▶ [Extracted records]
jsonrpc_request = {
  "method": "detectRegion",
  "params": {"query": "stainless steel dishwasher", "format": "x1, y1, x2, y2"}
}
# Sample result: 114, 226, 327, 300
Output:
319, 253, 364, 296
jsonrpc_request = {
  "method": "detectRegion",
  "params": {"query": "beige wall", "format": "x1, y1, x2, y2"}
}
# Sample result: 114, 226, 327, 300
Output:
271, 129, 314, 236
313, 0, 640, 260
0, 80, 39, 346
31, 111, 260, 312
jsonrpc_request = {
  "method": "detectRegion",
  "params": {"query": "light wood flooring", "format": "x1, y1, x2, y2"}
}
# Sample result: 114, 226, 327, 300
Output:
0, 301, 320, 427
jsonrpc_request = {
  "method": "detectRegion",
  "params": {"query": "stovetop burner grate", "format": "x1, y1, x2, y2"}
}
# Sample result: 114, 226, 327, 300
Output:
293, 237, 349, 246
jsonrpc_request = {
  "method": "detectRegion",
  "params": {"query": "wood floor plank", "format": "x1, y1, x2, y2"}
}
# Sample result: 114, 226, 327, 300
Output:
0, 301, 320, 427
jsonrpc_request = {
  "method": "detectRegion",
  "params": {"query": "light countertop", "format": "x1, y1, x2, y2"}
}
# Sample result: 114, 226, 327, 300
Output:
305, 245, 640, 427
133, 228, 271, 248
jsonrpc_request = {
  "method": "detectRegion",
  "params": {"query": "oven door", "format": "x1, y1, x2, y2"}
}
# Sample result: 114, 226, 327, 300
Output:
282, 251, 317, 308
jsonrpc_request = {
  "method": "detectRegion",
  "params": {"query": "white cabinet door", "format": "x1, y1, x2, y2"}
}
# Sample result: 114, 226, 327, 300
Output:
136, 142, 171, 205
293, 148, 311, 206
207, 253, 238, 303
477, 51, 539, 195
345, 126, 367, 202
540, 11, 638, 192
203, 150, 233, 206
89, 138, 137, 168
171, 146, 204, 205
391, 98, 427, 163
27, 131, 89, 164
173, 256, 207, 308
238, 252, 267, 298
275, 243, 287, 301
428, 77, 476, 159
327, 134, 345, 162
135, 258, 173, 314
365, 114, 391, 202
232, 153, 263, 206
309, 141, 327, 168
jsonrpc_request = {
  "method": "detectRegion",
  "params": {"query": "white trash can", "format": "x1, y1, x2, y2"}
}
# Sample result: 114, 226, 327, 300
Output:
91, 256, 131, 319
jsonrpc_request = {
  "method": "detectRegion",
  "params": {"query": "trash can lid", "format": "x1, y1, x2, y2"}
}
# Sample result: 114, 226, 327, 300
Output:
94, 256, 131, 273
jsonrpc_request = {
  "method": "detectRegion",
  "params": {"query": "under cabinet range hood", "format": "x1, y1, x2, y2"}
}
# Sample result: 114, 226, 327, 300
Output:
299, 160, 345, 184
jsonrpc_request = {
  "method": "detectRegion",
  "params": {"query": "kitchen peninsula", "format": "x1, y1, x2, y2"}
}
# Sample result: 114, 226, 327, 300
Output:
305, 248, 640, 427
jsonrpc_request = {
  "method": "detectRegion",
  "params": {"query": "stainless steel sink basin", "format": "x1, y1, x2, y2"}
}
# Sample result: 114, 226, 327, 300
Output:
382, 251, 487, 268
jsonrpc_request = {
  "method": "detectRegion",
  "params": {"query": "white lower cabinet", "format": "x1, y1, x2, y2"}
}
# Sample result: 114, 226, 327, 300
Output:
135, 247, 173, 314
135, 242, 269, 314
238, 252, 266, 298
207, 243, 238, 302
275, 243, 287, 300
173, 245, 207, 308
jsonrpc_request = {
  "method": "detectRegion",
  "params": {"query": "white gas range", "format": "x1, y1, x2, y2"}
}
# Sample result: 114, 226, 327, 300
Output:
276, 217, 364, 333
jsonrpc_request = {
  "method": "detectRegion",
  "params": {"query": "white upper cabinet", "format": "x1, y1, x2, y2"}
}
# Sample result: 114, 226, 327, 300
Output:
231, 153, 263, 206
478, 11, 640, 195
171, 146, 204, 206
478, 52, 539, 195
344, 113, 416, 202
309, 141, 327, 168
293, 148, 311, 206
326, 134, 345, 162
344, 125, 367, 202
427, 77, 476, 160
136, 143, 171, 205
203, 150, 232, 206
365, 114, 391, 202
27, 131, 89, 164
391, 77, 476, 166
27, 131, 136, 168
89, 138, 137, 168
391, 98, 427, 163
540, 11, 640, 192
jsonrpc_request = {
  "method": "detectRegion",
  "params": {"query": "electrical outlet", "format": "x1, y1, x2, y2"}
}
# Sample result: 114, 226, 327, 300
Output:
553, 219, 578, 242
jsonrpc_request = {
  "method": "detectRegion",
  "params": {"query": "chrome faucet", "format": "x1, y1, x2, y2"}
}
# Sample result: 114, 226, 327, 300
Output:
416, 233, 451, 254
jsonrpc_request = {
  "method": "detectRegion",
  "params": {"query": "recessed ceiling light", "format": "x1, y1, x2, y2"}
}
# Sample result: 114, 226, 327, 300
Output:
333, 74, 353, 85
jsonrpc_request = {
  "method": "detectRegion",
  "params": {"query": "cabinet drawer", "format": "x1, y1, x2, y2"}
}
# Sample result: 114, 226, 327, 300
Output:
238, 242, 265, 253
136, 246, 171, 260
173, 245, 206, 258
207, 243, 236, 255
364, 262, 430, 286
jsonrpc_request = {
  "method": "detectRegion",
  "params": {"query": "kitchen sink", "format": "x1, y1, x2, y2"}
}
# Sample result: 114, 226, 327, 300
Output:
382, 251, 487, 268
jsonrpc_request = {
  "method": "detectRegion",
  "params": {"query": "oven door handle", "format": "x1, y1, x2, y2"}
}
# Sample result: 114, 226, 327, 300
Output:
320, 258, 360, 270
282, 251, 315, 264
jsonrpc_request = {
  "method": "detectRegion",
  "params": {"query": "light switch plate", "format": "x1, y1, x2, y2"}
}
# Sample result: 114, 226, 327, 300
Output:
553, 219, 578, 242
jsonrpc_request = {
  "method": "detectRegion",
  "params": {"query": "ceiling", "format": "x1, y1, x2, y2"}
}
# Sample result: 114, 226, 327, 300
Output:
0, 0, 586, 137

▶ [Requirement] Give all the records again. Match them exactly.

▶ [Written answer]
jsonrpc_request = {
  "method": "detectRegion",
  "params": {"query": "stainless steel dishwasher", "format": "x1, y1, x2, y2"}
}
# Sample result: 114, 226, 327, 300
Output:
319, 253, 364, 296
jsonrpc_request = {
  "method": "detectRegion",
  "params": {"query": "beige wall", "format": "x1, y1, x2, y2"}
}
# Sample result: 114, 226, 327, 300
Output:
271, 129, 314, 236
313, 0, 640, 260
0, 80, 39, 346
31, 111, 260, 312
jsonrpc_request = {
  "method": "detectRegion",
  "params": {"query": "light wood flooring", "format": "x1, y1, x2, y2"}
}
# Sample result: 114, 226, 327, 300
Output:
0, 301, 320, 427
jsonrpc_request = {
  "method": "detectRegion",
  "params": {"query": "stovetop burner grate", "format": "x1, y1, x2, y2"}
}
# Sample result: 114, 226, 327, 300
Output:
293, 237, 349, 246
jsonrpc_request = {
  "method": "detectRegion",
  "params": {"query": "wood floor plank", "format": "x1, y1, x2, y2"}
}
# Sample result: 114, 226, 327, 300
Output:
0, 301, 320, 427
jsonrpc_request = {
  "method": "detectRegion",
  "params": {"query": "light countertop", "format": "x1, y1, x2, y2"}
}
# Sample result: 114, 226, 327, 300
Output:
305, 245, 640, 427
133, 228, 271, 248
jsonrpc_request = {
  "method": "detectRegion",
  "params": {"query": "oven door", "format": "x1, y1, x2, y2"}
}
# Sample result: 114, 226, 327, 300
Output:
282, 251, 317, 308
jsonrpc_request = {
  "method": "detectRegion",
  "params": {"query": "white cabinet door", "format": "x1, y1, x2, y2"}
}
# Sample result: 114, 226, 327, 300
Output:
136, 142, 171, 205
293, 148, 311, 206
207, 253, 238, 303
477, 51, 539, 195
345, 126, 367, 202
540, 11, 638, 192
203, 150, 233, 206
89, 138, 137, 168
171, 146, 204, 205
391, 98, 427, 163
27, 131, 89, 164
173, 256, 207, 308
238, 252, 267, 298
275, 243, 287, 301
428, 77, 476, 159
327, 134, 345, 162
135, 258, 173, 314
365, 114, 391, 202
232, 153, 263, 206
309, 141, 327, 168
jsonrpc_request = {
  "method": "detectRegion",
  "params": {"query": "white trash can", "format": "x1, y1, x2, y2"}
}
# Sample result: 114, 226, 327, 300
Output:
91, 256, 131, 319
jsonrpc_request = {
  "method": "detectRegion",
  "params": {"query": "trash can lid", "format": "x1, y1, x2, y2"}
}
# Sample result: 114, 226, 327, 300
Output:
94, 256, 131, 273
jsonrpc_request = {
  "method": "detectRegion",
  "params": {"query": "under cabinet range hood", "format": "x1, y1, x2, y2"}
}
# Sample result: 114, 226, 327, 300
Output:
299, 160, 345, 184
jsonrpc_request = {
  "method": "detectRegion",
  "params": {"query": "kitchen peninsula", "format": "x1, y1, x2, y2"}
}
# Sample result: 114, 226, 327, 300
Output:
305, 248, 640, 427
jsonrpc_request = {
  "method": "detectRegion",
  "params": {"query": "stainless steel sink basin", "format": "x1, y1, x2, y2"}
}
# Sample result: 114, 226, 327, 300
Output:
382, 251, 487, 268
jsonrpc_request = {
  "method": "detectRegion",
  "params": {"query": "white lower cabinet", "format": "x1, y1, x2, y2"}
}
# Sample result: 114, 226, 327, 300
Output:
135, 247, 173, 314
135, 242, 269, 314
238, 252, 266, 298
207, 243, 238, 302
275, 243, 287, 300
173, 245, 207, 308
jsonrpc_request = {
  "method": "detectRegion",
  "params": {"query": "white gas range", "format": "x1, y1, x2, y2"}
}
# Sample result: 114, 226, 327, 300
Output:
276, 217, 364, 333
jsonrpc_request = {
  "method": "detectRegion",
  "params": {"query": "white upper cabinet", "format": "x1, y1, x2, y2"}
}
# Sample result: 114, 226, 327, 300
Output:
231, 153, 263, 206
478, 11, 640, 195
171, 146, 204, 206
478, 52, 539, 195
344, 113, 416, 202
309, 141, 327, 168
293, 148, 311, 206
326, 134, 345, 162
344, 125, 367, 202
427, 77, 476, 160
136, 143, 171, 205
203, 150, 232, 206
365, 114, 391, 202
27, 131, 89, 164
391, 77, 476, 166
27, 131, 136, 168
89, 138, 137, 168
391, 98, 427, 163
540, 11, 640, 192
jsonrpc_request = {
  "method": "detectRegion",
  "params": {"query": "electrical outlet", "format": "x1, y1, x2, y2"}
}
# Sample result: 114, 226, 327, 300
Output:
553, 219, 578, 242
jsonrpc_request = {
  "method": "detectRegion",
  "params": {"query": "chrome faucet", "format": "x1, y1, x2, y2"}
}
# Sample result: 114, 226, 327, 300
Output:
416, 233, 451, 254
jsonrpc_request = {
  "method": "detectRegion",
  "params": {"query": "recessed ceiling light", "format": "x1, y1, x2, y2"}
}
# Sample result: 114, 226, 327, 300
Output:
333, 74, 353, 85
jsonrpc_request = {
  "method": "detectRegion",
  "params": {"query": "cabinet drawer", "format": "x1, y1, x2, y2"}
}
# Sample result: 114, 226, 327, 300
Output:
238, 242, 265, 253
136, 246, 171, 260
173, 245, 206, 258
207, 243, 236, 255
364, 262, 430, 286
jsonrpc_request = {
  "method": "detectRegion",
  "params": {"query": "kitchen sink", "format": "x1, y1, x2, y2"}
}
# Sample result: 114, 226, 327, 300
Output:
382, 251, 487, 268
jsonrpc_request = {
  "method": "detectRegion",
  "params": {"query": "oven door handle", "format": "x1, y1, x2, y2"}
}
# Sample result: 114, 226, 327, 300
Output:
320, 258, 360, 270
282, 251, 315, 264
jsonrpc_request = {
  "method": "detectRegion",
  "params": {"query": "light switch plate", "format": "x1, y1, x2, y2"}
}
# Sample result: 114, 226, 327, 300
Output:
553, 219, 578, 242
jsonrpc_request = {
  "method": "detectRegion",
  "params": {"query": "ceiling", "format": "x1, y1, x2, y2"}
}
# Sample result: 114, 226, 327, 300
Output:
0, 0, 586, 137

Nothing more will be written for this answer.